◆ **SUMBER**
☆ ☆ ☆ ☆
Permasalahan dan Upaya Pelestarian Situs Lamreh Di Aceh

0
1814

Laila Abdul Jalil, S.S, M.A

Disalin dari Buletin Kudungga, Vol.4, BPCB Samarinda, 2015

Pendahuluan

Lamreh merupakan sebuah kampung yang termasuk dalam wilayah administratif pemerintahan Kabupaten Aceh Besar, Propinsi Aceh. wilayah Lamreh memiliki topografi berbukit dengan ketinggian 189 m/dpl. Di bagian daerah berbukit ditemukan peninggalana arkeologis berupa nisan tipe plak pling yang dianggap sebagai bentuk nisan peralihan dari masa pra islam ke masa Islam. Anggapan ini muncul karena bentuk nisan dinilai memiliki kesamaan bentuk dengan menhir. Selain temuan nisan kuno, di kawasan tersebut juga dijumpai benteng Inong Balee serta benteng Kuta Lubok. Tidak jauh dari benteng Kuta Lubok terdapat hilir sungai yang kemungkinan besar merupakan anak sungai Krueng Raya.
☆ ☆ ☆ ☆
◆ **CATATAN**
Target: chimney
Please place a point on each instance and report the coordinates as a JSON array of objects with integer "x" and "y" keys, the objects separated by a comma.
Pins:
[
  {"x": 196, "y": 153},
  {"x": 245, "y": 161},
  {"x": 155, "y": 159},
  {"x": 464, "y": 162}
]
☆ ☆ ☆ ☆
◆ **TUGAS**
Menurut teks tentang Situs Lamreh, berapa ketinggian wilayah Lamreh?

◆ **JAWABAN**
189 m/dpl.